**EXERCISE DETAILS**
Everything from the "For every instance of the pair" line to the final line of the listing should be written out exactly. Skip the pictures.

################

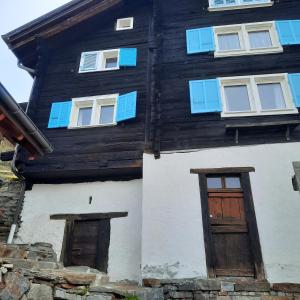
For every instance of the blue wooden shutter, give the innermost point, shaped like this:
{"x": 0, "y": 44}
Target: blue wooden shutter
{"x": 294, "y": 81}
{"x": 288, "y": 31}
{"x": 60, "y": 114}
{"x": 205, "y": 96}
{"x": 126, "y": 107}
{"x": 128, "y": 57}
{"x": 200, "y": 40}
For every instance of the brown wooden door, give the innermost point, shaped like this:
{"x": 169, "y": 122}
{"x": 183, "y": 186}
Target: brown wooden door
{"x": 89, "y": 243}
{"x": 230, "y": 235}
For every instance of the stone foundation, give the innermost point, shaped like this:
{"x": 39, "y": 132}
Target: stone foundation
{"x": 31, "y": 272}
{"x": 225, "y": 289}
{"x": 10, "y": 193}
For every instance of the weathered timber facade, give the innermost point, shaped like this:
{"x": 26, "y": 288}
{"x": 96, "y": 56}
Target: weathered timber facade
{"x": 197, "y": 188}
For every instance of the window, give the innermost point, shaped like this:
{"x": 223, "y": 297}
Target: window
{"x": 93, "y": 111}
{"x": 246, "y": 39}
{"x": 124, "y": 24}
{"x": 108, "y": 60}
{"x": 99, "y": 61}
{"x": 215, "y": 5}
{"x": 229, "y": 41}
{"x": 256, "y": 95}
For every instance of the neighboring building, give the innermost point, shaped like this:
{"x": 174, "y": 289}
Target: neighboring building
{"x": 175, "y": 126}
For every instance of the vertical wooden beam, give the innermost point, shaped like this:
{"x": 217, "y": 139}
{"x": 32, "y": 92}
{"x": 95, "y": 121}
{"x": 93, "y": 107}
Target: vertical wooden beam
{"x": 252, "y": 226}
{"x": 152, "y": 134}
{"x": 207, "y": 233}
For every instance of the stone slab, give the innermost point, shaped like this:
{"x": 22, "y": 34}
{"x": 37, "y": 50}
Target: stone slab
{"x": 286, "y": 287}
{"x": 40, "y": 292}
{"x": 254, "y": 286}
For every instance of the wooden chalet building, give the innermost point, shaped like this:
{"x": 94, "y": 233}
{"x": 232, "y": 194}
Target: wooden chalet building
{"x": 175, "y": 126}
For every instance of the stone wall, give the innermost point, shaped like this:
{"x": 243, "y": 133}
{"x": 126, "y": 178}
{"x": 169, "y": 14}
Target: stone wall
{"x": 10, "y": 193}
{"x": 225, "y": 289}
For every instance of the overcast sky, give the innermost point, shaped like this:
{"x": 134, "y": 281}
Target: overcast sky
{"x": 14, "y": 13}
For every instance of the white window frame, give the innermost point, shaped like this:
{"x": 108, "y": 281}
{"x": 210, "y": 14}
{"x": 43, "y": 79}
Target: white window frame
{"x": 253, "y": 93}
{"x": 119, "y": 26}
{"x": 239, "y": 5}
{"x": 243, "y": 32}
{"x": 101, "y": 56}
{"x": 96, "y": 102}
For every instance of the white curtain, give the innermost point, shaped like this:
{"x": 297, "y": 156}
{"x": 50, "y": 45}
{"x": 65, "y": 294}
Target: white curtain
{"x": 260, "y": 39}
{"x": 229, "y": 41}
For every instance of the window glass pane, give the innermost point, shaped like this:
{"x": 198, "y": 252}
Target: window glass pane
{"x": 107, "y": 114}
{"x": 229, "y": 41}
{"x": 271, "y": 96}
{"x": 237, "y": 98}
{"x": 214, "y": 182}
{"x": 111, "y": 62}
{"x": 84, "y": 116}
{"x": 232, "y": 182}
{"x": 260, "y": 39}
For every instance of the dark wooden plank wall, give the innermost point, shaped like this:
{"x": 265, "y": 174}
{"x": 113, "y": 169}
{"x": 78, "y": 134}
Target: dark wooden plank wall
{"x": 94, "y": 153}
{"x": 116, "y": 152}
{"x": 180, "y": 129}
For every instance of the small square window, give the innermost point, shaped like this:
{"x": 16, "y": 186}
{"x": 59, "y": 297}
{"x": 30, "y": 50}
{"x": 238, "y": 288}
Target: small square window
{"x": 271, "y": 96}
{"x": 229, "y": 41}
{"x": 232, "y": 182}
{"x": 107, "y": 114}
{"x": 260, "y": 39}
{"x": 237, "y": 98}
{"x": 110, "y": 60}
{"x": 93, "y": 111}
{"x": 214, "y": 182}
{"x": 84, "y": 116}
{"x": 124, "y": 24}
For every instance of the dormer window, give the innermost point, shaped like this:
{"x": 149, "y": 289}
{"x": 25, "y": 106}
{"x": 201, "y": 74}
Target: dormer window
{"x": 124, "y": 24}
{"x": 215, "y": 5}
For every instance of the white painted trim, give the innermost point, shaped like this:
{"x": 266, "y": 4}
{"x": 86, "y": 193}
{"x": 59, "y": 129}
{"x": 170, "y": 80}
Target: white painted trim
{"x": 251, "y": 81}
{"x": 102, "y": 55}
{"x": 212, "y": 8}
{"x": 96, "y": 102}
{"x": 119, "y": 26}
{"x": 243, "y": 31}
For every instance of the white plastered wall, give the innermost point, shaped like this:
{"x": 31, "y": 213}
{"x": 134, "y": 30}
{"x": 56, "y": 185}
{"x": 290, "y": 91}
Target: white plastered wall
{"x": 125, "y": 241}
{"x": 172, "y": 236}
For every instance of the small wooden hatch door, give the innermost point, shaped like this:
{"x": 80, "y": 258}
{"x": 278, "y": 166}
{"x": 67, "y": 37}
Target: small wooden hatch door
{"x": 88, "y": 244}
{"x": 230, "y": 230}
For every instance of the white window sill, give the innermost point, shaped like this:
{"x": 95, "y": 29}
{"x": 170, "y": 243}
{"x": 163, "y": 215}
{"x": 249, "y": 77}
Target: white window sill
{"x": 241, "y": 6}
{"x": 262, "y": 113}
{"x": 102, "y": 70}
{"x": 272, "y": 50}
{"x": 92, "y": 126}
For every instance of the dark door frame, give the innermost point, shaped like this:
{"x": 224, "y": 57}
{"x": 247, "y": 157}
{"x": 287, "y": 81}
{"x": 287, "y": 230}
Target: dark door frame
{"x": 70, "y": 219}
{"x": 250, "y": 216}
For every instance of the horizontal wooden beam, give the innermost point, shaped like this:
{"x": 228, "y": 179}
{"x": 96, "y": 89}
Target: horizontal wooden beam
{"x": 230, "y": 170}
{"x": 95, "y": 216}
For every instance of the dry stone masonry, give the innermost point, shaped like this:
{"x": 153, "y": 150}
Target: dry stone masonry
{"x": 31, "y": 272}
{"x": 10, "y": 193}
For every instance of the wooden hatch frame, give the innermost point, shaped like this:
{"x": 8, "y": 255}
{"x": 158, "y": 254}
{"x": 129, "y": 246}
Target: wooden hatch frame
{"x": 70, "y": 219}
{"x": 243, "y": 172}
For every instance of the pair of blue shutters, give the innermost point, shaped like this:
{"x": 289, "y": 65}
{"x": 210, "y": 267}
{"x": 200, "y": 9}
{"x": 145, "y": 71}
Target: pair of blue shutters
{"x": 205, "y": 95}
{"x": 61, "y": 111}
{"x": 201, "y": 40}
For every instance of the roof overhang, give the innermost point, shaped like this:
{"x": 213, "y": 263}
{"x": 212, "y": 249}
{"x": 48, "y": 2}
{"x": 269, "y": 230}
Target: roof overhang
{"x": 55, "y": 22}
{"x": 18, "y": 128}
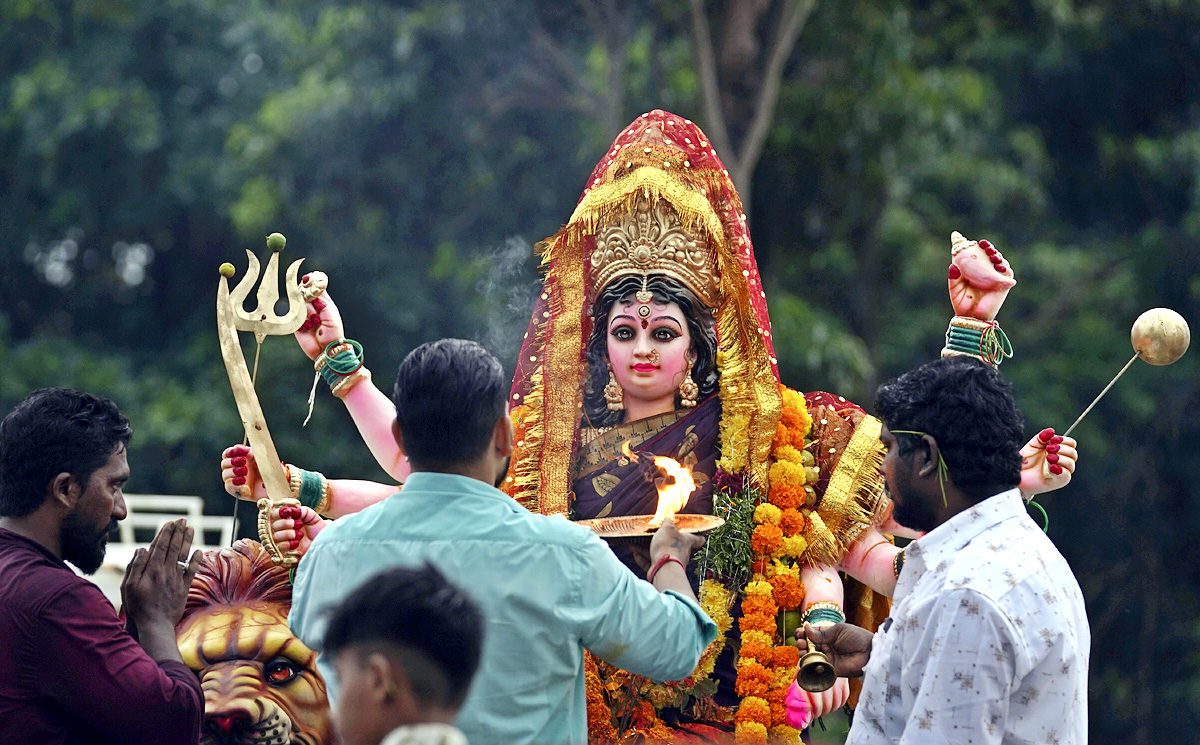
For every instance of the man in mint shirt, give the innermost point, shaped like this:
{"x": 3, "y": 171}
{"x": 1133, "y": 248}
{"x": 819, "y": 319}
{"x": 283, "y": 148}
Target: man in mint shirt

################

**EXERCISE RESULT**
For every instance of the pair of blue shutters, give the innermost point, shaped like this:
{"x": 289, "y": 65}
{"x": 210, "y": 267}
{"x": 200, "y": 9}
{"x": 145, "y": 71}
Target: pair of blue shutters
{"x": 205, "y": 95}
{"x": 61, "y": 111}
{"x": 201, "y": 40}
For every instance of the roof overhang, give the innermost point, shaped like this:
{"x": 213, "y": 263}
{"x": 212, "y": 249}
{"x": 48, "y": 2}
{"x": 269, "y": 230}
Target: roof overhang
{"x": 55, "y": 22}
{"x": 18, "y": 128}
For every instance of the man in mint shirt, give the innermost point, shaped like this:
{"x": 3, "y": 171}
{"x": 1133, "y": 248}
{"x": 819, "y": 319}
{"x": 283, "y": 148}
Target: man in mint shirt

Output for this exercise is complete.